[Data excerpts]
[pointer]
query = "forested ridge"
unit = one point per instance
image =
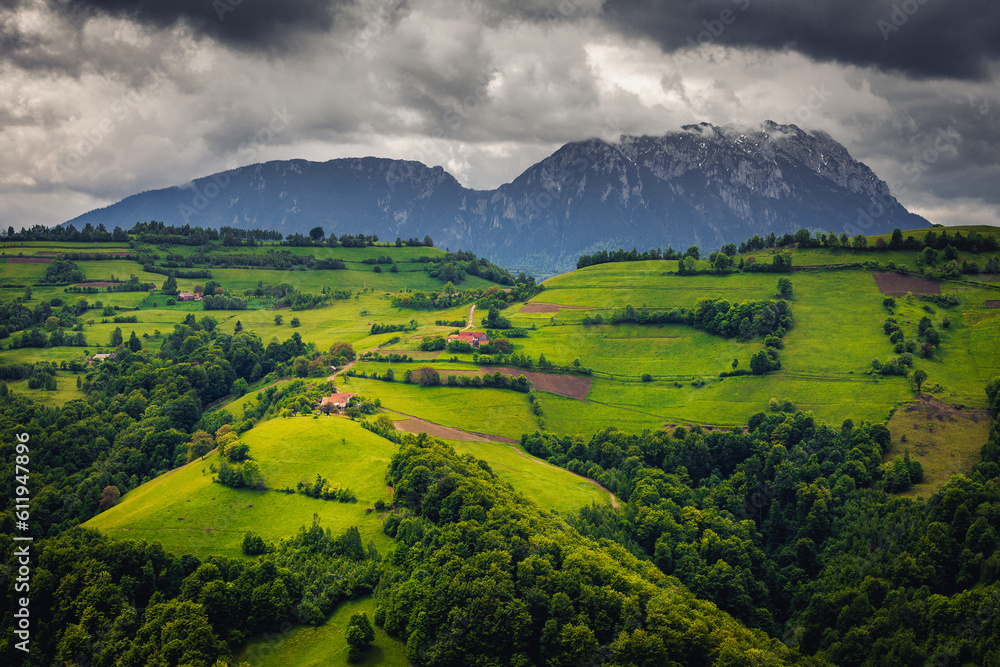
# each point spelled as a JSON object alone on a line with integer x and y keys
{"x": 780, "y": 543}
{"x": 774, "y": 546}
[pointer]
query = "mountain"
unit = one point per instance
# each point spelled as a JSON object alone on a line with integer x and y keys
{"x": 703, "y": 185}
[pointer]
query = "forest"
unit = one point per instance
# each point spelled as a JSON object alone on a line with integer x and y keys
{"x": 780, "y": 542}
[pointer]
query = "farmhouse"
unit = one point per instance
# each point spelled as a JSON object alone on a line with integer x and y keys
{"x": 474, "y": 338}
{"x": 338, "y": 401}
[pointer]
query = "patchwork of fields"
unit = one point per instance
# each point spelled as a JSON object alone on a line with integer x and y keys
{"x": 633, "y": 377}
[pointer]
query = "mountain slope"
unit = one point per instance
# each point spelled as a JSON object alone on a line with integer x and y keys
{"x": 701, "y": 185}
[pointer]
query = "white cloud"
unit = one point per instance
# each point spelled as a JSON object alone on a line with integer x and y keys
{"x": 480, "y": 90}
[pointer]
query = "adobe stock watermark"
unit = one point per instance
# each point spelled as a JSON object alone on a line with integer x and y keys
{"x": 898, "y": 17}
{"x": 714, "y": 28}
{"x": 119, "y": 111}
{"x": 249, "y": 148}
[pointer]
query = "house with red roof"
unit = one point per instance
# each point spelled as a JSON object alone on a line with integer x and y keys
{"x": 473, "y": 338}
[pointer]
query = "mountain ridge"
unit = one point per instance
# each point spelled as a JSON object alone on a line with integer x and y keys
{"x": 702, "y": 185}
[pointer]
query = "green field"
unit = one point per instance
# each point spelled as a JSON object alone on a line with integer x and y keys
{"x": 826, "y": 361}
{"x": 189, "y": 513}
{"x": 552, "y": 488}
{"x": 306, "y": 646}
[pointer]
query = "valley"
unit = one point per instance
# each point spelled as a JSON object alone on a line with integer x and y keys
{"x": 678, "y": 430}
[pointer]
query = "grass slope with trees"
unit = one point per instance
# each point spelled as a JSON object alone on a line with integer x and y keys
{"x": 767, "y": 504}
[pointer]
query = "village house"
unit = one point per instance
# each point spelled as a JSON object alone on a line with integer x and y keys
{"x": 337, "y": 401}
{"x": 473, "y": 338}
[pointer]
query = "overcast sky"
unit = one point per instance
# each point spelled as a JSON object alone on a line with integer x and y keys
{"x": 100, "y": 99}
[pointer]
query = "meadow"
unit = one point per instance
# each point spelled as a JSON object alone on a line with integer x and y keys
{"x": 826, "y": 369}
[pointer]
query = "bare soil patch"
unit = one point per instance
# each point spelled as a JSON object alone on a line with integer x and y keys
{"x": 417, "y": 425}
{"x": 894, "y": 284}
{"x": 945, "y": 439}
{"x": 415, "y": 354}
{"x": 565, "y": 385}
{"x": 97, "y": 283}
{"x": 542, "y": 307}
{"x": 414, "y": 425}
{"x": 571, "y": 386}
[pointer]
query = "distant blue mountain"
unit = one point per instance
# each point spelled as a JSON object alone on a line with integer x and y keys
{"x": 702, "y": 185}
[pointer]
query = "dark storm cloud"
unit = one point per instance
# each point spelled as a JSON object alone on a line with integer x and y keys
{"x": 920, "y": 38}
{"x": 251, "y": 24}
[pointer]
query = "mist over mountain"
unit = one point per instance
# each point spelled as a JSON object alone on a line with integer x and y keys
{"x": 702, "y": 185}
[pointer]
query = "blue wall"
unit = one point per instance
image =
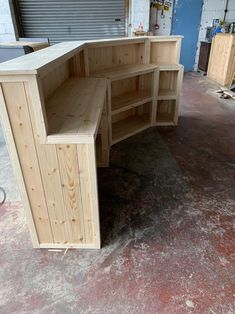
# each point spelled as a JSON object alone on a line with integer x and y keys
{"x": 186, "y": 21}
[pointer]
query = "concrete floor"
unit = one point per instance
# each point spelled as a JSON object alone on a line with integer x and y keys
{"x": 167, "y": 216}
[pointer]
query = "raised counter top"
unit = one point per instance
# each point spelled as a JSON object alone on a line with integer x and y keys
{"x": 36, "y": 63}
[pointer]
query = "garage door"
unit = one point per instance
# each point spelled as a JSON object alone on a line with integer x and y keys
{"x": 61, "y": 20}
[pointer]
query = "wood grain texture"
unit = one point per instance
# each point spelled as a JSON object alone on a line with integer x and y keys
{"x": 69, "y": 174}
{"x": 17, "y": 107}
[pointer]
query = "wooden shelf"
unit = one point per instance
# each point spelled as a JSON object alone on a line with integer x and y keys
{"x": 125, "y": 71}
{"x": 129, "y": 126}
{"x": 75, "y": 109}
{"x": 130, "y": 100}
{"x": 166, "y": 94}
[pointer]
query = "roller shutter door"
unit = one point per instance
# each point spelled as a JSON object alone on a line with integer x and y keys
{"x": 62, "y": 20}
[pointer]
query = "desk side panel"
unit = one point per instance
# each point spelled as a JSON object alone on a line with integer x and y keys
{"x": 19, "y": 117}
{"x": 65, "y": 171}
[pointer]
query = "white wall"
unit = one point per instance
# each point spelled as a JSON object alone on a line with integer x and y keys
{"x": 7, "y": 32}
{"x": 213, "y": 9}
{"x": 164, "y": 23}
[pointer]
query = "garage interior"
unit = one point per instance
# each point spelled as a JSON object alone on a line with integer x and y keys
{"x": 167, "y": 198}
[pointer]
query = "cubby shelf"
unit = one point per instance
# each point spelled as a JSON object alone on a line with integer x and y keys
{"x": 129, "y": 126}
{"x": 130, "y": 100}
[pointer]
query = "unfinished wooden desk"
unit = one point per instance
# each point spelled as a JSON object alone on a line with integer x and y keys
{"x": 61, "y": 110}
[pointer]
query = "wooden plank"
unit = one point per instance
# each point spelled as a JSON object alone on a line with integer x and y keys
{"x": 130, "y": 100}
{"x": 49, "y": 168}
{"x": 9, "y": 138}
{"x": 79, "y": 119}
{"x": 69, "y": 168}
{"x": 39, "y": 108}
{"x": 164, "y": 52}
{"x": 125, "y": 71}
{"x": 87, "y": 174}
{"x": 14, "y": 94}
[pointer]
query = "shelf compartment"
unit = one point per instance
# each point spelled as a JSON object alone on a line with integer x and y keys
{"x": 166, "y": 112}
{"x": 74, "y": 110}
{"x": 131, "y": 92}
{"x": 167, "y": 85}
{"x": 125, "y": 71}
{"x": 130, "y": 122}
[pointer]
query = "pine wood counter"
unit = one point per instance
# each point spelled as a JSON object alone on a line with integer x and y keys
{"x": 62, "y": 108}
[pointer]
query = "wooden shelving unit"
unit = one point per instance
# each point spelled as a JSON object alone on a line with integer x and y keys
{"x": 131, "y": 89}
{"x": 131, "y": 122}
{"x": 168, "y": 94}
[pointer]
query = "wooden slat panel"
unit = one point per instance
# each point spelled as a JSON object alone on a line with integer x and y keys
{"x": 51, "y": 179}
{"x": 87, "y": 164}
{"x": 14, "y": 94}
{"x": 67, "y": 155}
{"x": 49, "y": 167}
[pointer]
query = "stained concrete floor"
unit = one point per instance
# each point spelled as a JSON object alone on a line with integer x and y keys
{"x": 167, "y": 217}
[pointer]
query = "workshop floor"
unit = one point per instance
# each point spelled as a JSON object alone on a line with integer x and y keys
{"x": 167, "y": 216}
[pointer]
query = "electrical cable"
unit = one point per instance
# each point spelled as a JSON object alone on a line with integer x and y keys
{"x": 4, "y": 196}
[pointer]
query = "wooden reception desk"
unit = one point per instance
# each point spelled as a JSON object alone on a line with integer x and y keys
{"x": 63, "y": 107}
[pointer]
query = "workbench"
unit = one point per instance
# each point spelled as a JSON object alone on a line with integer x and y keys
{"x": 61, "y": 110}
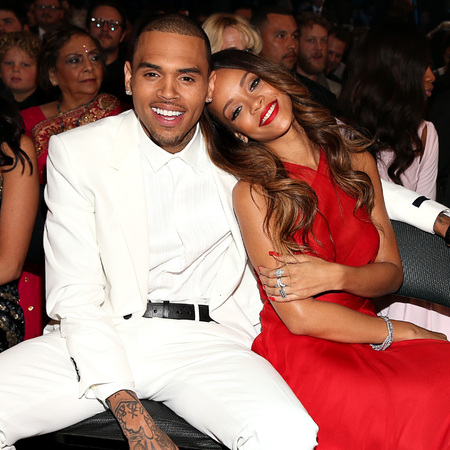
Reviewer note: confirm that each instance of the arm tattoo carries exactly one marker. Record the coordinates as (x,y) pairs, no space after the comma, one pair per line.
(141,435)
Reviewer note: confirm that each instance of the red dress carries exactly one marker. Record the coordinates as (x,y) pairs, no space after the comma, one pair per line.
(361,399)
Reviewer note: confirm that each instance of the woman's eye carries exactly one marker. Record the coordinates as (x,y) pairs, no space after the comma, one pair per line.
(236,113)
(254,83)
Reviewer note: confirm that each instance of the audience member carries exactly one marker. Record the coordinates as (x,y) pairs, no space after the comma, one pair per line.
(279,36)
(389,82)
(338,42)
(19,193)
(13,16)
(231,31)
(71,66)
(137,212)
(312,59)
(19,53)
(48,14)
(106,21)
(308,192)
(385,96)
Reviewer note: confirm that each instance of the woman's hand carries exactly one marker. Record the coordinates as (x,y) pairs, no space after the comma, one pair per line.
(405,331)
(304,276)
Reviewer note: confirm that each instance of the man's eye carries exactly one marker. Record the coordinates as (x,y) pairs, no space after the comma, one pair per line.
(236,113)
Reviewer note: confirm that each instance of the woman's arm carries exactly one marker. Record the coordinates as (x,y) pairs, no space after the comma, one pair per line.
(20,199)
(306,315)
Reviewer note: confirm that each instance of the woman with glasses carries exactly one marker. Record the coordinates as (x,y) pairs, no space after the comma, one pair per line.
(71,66)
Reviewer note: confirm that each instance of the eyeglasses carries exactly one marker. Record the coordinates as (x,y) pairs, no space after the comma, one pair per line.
(111,24)
(52,8)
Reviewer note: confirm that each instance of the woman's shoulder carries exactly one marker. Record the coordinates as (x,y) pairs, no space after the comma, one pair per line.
(363,161)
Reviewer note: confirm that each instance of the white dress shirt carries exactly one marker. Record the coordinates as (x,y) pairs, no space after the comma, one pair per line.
(188,230)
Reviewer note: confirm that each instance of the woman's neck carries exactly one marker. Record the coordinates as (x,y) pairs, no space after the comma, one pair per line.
(67,104)
(295,147)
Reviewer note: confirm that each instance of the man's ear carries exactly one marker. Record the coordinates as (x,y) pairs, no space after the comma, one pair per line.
(241,137)
(127,72)
(211,82)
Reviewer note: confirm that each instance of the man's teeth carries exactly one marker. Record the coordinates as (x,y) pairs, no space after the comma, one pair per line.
(164,112)
(268,114)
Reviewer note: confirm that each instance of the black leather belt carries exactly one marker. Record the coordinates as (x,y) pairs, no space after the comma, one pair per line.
(180,311)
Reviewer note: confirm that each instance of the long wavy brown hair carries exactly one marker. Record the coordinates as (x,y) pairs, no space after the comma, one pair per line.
(292,205)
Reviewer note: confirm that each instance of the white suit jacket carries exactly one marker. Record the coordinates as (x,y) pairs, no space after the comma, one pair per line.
(96,248)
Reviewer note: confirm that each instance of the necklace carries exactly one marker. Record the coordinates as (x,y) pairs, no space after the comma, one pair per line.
(81,117)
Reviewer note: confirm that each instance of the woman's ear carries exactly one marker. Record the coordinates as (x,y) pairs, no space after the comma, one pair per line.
(241,137)
(52,77)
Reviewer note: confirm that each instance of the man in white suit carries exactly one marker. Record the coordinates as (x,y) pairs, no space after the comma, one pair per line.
(138,214)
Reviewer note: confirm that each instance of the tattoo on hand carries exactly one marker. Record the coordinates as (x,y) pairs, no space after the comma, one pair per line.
(140,434)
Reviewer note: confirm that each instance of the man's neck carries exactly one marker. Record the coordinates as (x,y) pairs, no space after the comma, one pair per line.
(312,77)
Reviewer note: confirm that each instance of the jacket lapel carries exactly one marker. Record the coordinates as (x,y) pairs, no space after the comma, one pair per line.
(125,184)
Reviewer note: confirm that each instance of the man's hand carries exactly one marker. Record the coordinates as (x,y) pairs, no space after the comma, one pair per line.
(137,425)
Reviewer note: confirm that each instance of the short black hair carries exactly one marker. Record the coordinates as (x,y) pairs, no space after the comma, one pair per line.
(172,23)
(111,3)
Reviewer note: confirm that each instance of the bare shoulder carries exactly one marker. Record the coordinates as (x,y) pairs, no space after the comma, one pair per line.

=== Action item ===
Filtering the entries above by the word "slope", copy each line that matches.

=== Result ===
query = "mountain slope"
query = "grass slope with trees"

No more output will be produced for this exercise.